> WORK REQUIRED
Below is some material; set it all down exactly, apart from the pictures.

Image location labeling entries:
▼▼▼
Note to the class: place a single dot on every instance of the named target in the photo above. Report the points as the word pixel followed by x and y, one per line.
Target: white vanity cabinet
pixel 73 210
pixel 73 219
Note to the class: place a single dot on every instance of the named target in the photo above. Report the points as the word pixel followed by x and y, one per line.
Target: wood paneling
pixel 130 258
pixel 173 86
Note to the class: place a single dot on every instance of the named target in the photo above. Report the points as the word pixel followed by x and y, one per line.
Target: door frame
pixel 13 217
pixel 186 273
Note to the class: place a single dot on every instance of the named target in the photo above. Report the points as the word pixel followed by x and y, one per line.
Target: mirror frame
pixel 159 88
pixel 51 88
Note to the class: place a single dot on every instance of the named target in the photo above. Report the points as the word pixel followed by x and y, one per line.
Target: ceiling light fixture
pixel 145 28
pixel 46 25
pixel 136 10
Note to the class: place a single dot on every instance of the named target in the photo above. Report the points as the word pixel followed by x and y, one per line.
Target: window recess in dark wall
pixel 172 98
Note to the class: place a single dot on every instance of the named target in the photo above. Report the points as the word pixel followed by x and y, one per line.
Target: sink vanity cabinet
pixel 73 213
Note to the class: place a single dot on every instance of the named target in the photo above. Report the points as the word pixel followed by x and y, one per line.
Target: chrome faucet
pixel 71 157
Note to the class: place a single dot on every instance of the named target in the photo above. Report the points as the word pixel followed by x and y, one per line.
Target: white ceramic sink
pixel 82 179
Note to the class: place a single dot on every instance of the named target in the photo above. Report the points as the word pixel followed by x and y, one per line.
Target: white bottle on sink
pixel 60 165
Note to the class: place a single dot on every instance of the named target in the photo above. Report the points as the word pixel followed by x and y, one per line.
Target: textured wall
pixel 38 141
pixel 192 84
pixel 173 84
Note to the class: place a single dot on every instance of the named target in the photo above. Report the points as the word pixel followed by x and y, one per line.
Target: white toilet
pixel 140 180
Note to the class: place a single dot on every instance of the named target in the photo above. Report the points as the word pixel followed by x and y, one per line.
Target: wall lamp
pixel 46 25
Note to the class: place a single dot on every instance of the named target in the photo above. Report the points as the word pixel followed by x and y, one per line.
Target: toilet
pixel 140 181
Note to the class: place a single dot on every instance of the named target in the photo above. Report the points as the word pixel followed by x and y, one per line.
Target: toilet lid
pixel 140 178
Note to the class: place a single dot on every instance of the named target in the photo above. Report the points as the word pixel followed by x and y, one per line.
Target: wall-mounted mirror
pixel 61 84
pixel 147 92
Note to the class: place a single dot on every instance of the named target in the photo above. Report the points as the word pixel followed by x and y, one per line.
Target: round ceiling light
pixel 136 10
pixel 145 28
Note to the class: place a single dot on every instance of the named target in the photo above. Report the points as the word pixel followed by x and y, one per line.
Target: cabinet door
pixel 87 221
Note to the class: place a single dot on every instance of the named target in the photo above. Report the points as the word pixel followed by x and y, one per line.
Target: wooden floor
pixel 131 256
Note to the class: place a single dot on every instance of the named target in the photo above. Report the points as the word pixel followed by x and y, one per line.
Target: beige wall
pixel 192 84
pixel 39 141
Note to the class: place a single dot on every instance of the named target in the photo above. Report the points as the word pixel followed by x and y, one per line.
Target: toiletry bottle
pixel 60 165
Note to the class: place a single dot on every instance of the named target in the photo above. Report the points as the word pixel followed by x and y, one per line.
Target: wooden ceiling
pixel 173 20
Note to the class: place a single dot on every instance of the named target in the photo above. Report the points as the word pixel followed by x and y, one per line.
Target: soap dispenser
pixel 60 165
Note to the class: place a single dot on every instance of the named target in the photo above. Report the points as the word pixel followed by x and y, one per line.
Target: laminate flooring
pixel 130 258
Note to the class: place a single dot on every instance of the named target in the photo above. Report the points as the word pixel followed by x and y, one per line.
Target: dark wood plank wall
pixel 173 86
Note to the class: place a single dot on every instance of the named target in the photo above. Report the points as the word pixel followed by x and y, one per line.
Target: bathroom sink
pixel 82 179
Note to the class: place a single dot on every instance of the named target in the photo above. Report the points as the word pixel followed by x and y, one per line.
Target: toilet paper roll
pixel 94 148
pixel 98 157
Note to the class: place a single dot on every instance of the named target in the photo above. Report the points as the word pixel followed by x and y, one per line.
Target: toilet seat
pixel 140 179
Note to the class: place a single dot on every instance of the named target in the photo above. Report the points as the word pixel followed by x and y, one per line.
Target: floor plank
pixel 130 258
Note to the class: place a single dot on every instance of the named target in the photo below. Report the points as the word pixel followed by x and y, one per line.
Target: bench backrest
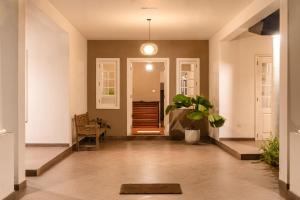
pixel 81 121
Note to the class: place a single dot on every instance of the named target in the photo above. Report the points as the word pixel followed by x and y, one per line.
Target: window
pixel 107 83
pixel 188 74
▲▲▲
> SOLUTION FOR THIS TASK
Note to the class: place a single dot on every instance of the named target in the photo above. Report the points as the word pixel followed by x and y, one per line.
Target: white vanity cabinet
pixel 73 210
pixel 73 219
Note to the class: place a single dot on every instance of the named target in the photo above. Report the points as the word pixel followed by x and y, one per line.
Target: wood paneling
pixel 130 258
pixel 173 86
Note to the class: place a single dot on every instance of the named target in the photo above. Report the points as the word pixel followed by x and y, one per line.
Target: door frame
pixel 13 217
pixel 186 273
Note to the class: place a single dot on every instance of the named target in the photo above. Report the points as the word pixel followed by x and y, one per line.
Target: mirror frame
pixel 159 88
pixel 51 88
Note to the class: place a single dot on every instance of the named target in the photo above. Report the points as the word pixel followed by x and y, one per line.
Target: ceiling light fixture
pixel 145 28
pixel 46 25
pixel 136 10
Note to the class: place a single dot on every instance of the named target in the photo above. Report the points as the word pixel followed by x and y, one per line.
Target: window recess in dark wall
pixel 172 98
Note to the class: place a single dot on every instance of the named target in the photo above. Report the points as the word pixel followed by x and y, one per line.
Target: sink vanity cabinet
pixel 73 213
Note to the class: place a single dot on every instance of the named target in the photo above. Report the points as the word pixel followed by x and y, one per line.
Target: chrome faucet
pixel 71 157
Note to the class: place a single dot on every instance of the named target in the photo above. Report the points as the word pixel followed by x and y, one per line.
Target: white ceramic sink
pixel 82 179
Note to the class: place a single dot on every instance of the named target in the photo above. Report the points as the word pixel followed by x and y, one per line.
Target: white bottle on sink
pixel 60 165
Note to the class: place a single dot on every instance of the named target in the photo above. Report the points as the word pixel followed by x and y, one per line.
Target: textured wall
pixel 38 141
pixel 192 84
pixel 173 84
Note to the class: place a single dot on every instance of the named target in the photo above. Report the points as the word pixel followed by x and y, one per line.
Target: white toilet
pixel 140 180
Note to the class: place a single dot on every instance of the named target in the photo above. Report the points as the word pixel followed by x and y, one per line.
Target: wall lamp
pixel 46 25
Note to the class: place a single dot on every instance of the named target in the photo above. Report the points as the word pixel followed by x and y, one per line.
Target: toilet
pixel 140 181
Note to the class: place a single dot on every instance of the named target in the photo above. Report the points as the word pixel followed by x and y, one per line.
Target: toilet lid
pixel 140 178
Note to the class: place a single dot on every instance of the named target in the photo above. Report the points as the word pixel followed by x and y, one per line.
Target: wall-mounted mirror
pixel 61 84
pixel 147 92
Note to the class: place a single dot on every instance of the named target in the photo above. Report the points as the word pixel followed by x and y, one per line.
Target: round ceiling light
pixel 136 10
pixel 145 28
Note to the class: place a single dot on every instance of the named target in the photo above. Report the points as the word pixel followed by x and y, one per line.
Target: cabinet door
pixel 87 221
Note to the class: place a single dot on every instance of the named target in the photo above. Report the points as the word pixel followed by x and y, one per line.
Target: wooden floor
pixel 131 256
Note to the class: place a single dot on every instance of the named target in the photo above. Report the points as the word pixel followed by x and y, one per line.
Target: beige wall
pixel 192 84
pixel 39 141
Note to the class: place a single dot on every instance of the named target in the photo above. Report the points as the word pixel followed by x and y, one per line.
Target: toiletry bottle
pixel 60 165
Note to the class: place a single dot on every instance of the named target in the photo above. Report the points as the word pixel followed by x and y, one per line.
Target: wooden ceiling
pixel 173 20
Note to the class: place a single dot on every instance of the named target in the photo above. Report the points as the word pixel followed by x and y, one per line.
Target: soap dispenser
pixel 60 165
Note to the class: place a single dot on every instance of the named target in the photo above. Report the points as the word pixel followed by x and y, one per line.
Target: laminate flooring
pixel 130 258
Note to the class: place a single dot on every instance of the named target in the photo above. Report the points as the word pixel followed by x and y, one per line.
Target: dark wood plank wall
pixel 173 86
Note to the class: place a single dot on every instance of the named target in the photo above. Report the points as the word pixel followed by x and y, one per line.
Target: bathroom sink
pixel 82 179
Note to the class: place a single dot on every instance of the named target in the photo above. Report the points as the word pixel followed by x and y, one per line.
Target: toilet paper roll
pixel 94 148
pixel 98 157
Note to the class: place a single dot on every instance of the named target in the photo above. Report the points as the word pixel followed by x and y, one per line.
Target: toilet seat
pixel 140 179
Note to the class: place a single dot on every instance of the named target in the photo above. Report the points as the word pixel followed by x and y, one per line.
Target: floor plank
pixel 130 258
Note to the class: place a single dot on every instance of the named target in the photo below. Report the points as the word pixel followed by x and y, one per line.
Target: bench backrest
pixel 81 121
Note to the class: place a single dot on every instance of the named target in the photo above. Report the points as the word pixel followed by x and y, one per line.
Target: window
pixel 107 83
pixel 188 74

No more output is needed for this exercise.